**** INFORMATION SHOWN

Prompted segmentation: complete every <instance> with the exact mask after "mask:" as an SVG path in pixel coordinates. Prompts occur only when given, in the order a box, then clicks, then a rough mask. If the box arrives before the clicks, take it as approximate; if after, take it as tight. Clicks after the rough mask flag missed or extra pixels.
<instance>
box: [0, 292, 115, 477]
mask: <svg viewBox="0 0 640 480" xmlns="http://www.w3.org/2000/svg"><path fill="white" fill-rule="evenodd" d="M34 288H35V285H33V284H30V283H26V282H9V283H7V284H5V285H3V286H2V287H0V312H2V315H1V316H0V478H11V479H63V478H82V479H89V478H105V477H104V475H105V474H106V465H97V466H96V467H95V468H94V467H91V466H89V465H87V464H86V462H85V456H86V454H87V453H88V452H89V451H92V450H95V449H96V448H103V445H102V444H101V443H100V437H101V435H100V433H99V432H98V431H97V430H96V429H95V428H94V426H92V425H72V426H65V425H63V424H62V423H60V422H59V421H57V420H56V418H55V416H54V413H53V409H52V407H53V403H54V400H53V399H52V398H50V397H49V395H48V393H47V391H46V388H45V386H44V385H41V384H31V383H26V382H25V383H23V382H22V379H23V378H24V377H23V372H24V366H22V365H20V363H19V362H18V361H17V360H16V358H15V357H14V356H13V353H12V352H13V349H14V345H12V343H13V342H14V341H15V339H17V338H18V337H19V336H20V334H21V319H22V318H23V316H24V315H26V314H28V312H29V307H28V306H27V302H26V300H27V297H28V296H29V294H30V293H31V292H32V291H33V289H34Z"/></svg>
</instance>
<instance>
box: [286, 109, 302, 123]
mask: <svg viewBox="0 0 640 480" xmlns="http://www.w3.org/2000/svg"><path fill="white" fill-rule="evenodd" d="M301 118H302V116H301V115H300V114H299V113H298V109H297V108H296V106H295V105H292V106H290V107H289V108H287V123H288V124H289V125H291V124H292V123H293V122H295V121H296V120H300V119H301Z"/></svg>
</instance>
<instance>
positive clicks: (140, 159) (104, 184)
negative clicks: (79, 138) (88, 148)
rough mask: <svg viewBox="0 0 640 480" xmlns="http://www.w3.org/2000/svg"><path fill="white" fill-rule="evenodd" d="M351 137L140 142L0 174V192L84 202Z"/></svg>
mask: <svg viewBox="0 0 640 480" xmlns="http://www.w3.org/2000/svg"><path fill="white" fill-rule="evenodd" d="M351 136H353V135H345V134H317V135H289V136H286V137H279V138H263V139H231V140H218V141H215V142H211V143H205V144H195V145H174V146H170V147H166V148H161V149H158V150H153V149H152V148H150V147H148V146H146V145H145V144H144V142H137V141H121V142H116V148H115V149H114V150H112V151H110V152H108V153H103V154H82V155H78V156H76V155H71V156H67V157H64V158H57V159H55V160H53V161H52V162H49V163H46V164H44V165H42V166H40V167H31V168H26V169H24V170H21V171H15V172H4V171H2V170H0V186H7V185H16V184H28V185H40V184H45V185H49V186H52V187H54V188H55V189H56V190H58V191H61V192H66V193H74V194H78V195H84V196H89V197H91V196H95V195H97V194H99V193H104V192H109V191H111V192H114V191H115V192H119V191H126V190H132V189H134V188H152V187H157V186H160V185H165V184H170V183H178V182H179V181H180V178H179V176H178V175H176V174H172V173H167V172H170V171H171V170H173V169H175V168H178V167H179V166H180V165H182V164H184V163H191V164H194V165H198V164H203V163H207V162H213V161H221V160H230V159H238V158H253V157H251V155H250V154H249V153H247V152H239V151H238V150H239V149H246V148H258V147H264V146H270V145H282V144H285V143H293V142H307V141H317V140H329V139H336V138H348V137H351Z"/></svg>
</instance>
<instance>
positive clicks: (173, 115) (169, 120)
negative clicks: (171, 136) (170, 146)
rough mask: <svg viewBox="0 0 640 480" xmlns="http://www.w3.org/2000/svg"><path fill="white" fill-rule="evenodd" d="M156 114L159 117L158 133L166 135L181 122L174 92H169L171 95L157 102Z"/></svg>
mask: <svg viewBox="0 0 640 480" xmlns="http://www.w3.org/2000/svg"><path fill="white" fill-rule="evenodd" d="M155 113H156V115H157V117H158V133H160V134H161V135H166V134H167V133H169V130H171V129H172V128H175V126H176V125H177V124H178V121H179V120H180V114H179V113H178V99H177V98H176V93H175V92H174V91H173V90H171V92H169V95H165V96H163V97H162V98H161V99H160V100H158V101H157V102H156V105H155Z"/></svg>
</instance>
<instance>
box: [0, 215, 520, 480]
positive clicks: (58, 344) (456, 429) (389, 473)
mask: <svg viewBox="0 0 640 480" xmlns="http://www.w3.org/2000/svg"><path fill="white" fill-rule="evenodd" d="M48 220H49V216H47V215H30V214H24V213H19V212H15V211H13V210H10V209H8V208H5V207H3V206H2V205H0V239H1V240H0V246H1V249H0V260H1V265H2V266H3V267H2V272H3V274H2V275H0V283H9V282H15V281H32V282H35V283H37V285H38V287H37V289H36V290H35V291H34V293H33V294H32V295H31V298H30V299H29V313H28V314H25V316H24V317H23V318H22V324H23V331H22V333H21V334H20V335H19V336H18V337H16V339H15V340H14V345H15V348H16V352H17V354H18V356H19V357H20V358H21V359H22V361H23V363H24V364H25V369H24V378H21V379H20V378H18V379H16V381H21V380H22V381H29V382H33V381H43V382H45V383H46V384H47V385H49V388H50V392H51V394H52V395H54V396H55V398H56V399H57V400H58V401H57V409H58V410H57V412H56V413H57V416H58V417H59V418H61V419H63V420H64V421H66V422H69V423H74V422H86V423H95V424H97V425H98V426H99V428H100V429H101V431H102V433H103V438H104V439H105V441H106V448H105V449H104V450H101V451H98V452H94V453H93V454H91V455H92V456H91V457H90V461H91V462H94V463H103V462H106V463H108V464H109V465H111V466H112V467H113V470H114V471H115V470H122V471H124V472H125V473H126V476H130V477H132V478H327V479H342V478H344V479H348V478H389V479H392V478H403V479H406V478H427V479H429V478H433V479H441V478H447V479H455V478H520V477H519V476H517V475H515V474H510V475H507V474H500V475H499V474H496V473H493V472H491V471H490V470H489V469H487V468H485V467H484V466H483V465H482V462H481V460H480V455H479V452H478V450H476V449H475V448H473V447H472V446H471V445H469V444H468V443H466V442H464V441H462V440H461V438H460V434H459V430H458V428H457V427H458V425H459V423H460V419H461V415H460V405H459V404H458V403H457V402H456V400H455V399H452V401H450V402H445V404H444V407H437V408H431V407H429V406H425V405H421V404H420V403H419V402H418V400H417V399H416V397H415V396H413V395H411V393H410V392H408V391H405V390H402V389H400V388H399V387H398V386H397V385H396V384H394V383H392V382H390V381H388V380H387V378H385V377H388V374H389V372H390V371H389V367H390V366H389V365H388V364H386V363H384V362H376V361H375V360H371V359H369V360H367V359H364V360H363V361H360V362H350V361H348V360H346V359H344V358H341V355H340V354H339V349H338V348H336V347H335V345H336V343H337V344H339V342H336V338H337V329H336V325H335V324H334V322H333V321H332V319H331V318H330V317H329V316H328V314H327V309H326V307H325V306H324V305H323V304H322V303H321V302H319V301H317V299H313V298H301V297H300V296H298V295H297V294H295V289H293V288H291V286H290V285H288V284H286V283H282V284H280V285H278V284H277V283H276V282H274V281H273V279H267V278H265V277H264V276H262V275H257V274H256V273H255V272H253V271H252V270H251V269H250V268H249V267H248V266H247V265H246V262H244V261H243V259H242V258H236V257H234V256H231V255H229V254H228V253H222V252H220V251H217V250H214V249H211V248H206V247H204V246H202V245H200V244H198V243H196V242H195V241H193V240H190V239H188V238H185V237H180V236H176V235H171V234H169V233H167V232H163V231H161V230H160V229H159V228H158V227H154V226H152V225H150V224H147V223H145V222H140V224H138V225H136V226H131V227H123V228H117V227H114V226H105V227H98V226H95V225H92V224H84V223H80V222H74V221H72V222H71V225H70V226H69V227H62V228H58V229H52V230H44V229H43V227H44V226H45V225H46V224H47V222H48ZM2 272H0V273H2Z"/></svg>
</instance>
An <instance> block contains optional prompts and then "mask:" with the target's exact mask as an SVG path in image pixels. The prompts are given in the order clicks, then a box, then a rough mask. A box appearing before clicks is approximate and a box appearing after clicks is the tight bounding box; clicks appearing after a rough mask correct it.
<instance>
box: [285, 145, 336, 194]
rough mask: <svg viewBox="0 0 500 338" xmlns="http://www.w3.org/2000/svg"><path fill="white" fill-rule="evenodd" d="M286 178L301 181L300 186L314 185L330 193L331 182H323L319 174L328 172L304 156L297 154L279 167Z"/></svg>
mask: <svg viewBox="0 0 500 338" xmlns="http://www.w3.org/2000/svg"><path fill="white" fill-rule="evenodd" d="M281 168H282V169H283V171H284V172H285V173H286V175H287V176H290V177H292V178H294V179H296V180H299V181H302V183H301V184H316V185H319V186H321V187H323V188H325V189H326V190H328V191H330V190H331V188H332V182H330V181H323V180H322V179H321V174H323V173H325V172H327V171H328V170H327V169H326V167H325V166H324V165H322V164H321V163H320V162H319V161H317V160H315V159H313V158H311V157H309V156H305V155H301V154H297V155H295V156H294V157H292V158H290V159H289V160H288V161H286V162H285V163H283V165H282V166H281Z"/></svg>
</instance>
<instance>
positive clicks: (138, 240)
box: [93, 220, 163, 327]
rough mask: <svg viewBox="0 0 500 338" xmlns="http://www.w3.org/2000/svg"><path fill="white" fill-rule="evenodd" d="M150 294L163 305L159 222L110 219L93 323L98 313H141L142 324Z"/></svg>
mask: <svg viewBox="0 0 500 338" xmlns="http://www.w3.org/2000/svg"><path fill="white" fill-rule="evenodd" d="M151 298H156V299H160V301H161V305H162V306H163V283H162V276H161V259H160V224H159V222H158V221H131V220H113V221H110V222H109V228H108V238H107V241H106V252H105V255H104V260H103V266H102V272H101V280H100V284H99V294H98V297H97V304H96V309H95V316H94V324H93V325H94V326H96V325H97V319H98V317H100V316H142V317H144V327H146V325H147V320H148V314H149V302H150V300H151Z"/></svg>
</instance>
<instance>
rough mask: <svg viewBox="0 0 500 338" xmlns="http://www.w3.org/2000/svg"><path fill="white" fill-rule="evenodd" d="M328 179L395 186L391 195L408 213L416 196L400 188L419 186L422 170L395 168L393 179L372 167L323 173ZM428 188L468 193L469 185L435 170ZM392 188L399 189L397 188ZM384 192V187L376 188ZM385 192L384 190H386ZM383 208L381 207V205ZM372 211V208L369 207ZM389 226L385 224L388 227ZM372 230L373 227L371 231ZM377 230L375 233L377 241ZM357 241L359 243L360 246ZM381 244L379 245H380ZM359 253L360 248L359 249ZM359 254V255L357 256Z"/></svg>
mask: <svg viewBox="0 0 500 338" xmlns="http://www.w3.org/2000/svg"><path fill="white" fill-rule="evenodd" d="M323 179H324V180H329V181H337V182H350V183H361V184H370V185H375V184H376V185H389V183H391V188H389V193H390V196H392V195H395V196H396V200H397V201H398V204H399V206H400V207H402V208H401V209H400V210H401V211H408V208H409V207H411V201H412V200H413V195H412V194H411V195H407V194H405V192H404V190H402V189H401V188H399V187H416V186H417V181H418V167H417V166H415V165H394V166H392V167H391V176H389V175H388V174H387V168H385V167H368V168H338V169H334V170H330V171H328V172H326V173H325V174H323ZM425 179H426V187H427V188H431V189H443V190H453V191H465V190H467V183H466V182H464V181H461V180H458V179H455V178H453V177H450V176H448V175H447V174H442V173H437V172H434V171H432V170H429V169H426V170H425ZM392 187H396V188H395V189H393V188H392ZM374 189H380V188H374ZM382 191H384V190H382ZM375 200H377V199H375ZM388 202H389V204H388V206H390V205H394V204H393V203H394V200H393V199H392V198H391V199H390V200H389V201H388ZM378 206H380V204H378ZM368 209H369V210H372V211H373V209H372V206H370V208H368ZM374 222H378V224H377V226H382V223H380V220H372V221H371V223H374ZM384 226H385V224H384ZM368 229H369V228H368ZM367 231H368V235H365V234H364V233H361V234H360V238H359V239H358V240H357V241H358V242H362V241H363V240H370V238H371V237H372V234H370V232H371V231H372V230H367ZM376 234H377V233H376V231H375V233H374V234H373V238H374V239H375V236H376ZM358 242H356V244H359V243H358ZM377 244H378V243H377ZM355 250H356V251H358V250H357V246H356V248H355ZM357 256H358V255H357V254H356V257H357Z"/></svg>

********

Which lines in the listing above contain the string "positive"? Copy each of them in full.

● **EXPECTED ANSWER**
positive clicks: (140, 159) (104, 184)
positive clicks: (173, 115) (169, 120)
positive clicks: (58, 344) (456, 429) (389, 473)
positive clicks: (138, 240)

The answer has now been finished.